* Begin PASSAGE *

Promote Reading skills in kids

Do you read to your child every day?

Studies have shown that reading for fifteen to twenty minutes every day promotes love for reading in kids. This is the best gift you can give to your child and it will create love for books that will grow with them. Here we are talking about reading outside the syllabus books; which can be small stories, kid friendly magazines, kids’ articles or a storybook. Young kids really love listening to stories; stories have more impact on them than textbooks.

Do you want your child to be an effective problem solver? Do you want your child to think outside the box and explore beyond textbooks?  Do you want to promote literacy skills in your child? We have some secrets to share with you. Some Tips that can be used during story time to get most out of this quality time.

You can access hundreds of kids books from local library. Pick a Story book with lots of pictures in it. Kids really love to imagine while reading stories.

Building curiosity and imagination

First just read the title of the Story and run through the pages of the book. Then ask your child what he or she thinks the story is all about?  Kids have great imagination; let them express their ideas and imagination about the story. This will build curiosity and imagination in kids.

Interactive reading

Change your voices as you read the story to make it more interactive.

For example a king’s voice would be different than a princess or the sad voice is different than a happy voice.

Go along with story and make it sound very interesting by changing voices. This is very important and the next time your child will retell the story he will remember and change his voices too.

* End PASSAGE *
* Begin PROVIDED DATA *

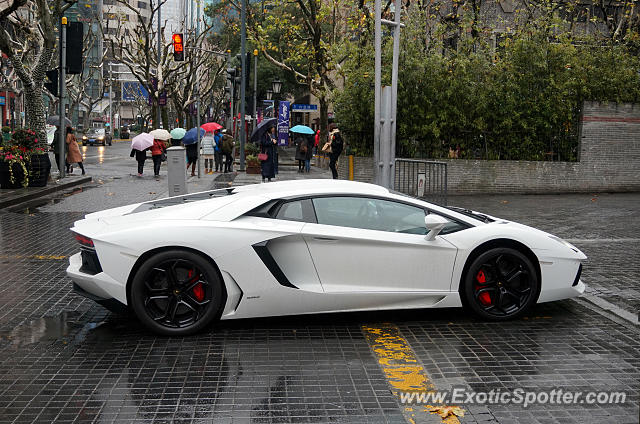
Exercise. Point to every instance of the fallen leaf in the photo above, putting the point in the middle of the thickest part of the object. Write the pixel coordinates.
(446, 411)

* End PROVIDED DATA *

**EXERCISE TASK:**
According to the reading tips, how long should a child be read to each day to build a love for reading?

**WRITTEN SOLUTION:**
Fifteen to twenty minutes every day.